=== TO DO ===
Rewrite every line of the rows below, requests included, leaving out the pictures. Multiply each point coordinate in the results by 1.5 and round to whole numbers with halves going up; keep the numbers in the requests and their format samples unchanged.

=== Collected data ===
================
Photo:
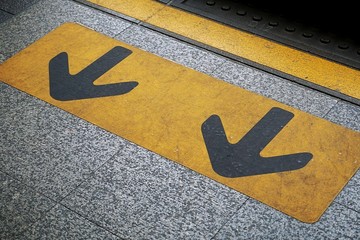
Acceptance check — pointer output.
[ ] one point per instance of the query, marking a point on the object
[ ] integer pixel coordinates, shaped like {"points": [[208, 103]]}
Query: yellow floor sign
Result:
{"points": [[288, 159], [311, 69]]}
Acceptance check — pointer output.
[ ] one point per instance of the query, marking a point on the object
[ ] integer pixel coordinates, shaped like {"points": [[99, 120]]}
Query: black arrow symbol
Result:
{"points": [[243, 158], [64, 86]]}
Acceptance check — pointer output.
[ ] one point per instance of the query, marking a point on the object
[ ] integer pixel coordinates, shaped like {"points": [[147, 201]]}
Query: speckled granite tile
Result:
{"points": [[350, 195], [19, 207], [4, 16], [140, 195], [61, 223], [171, 49], [48, 148], [16, 6], [345, 114], [257, 221], [28, 26], [276, 88]]}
================
=== SOLUTION TO THE EXERCISE ===
Photo:
Acceptance check — pointer output.
[ ] one point per instance of the query, marking a point on the object
[ ] integer pixel coordinates, shaped like {"points": [[208, 103]]}
Query: yellow floor sign
Result:
{"points": [[432, 239], [467, 104]]}
Acceptance check — pointer output.
[ ] one point per instance of the query, marking a point on the object
[ ] integer pixel coordinates, shaped like {"points": [[99, 120]]}
Query: black arrow symbol
Result:
{"points": [[365, 237], [96, 129]]}
Acceptance check — pointer output.
[ ] one point per instance of the query, marking a point on the object
[ ] integer pixel coordinates, shaped like {"points": [[147, 201]]}
Query: speckled granite tile
Result:
{"points": [[525, 293], [29, 311], [6, 24], [210, 293], [92, 335], [257, 74], [72, 222], [24, 9], [518, 171], [386, 332], [42, 39], [414, 132]]}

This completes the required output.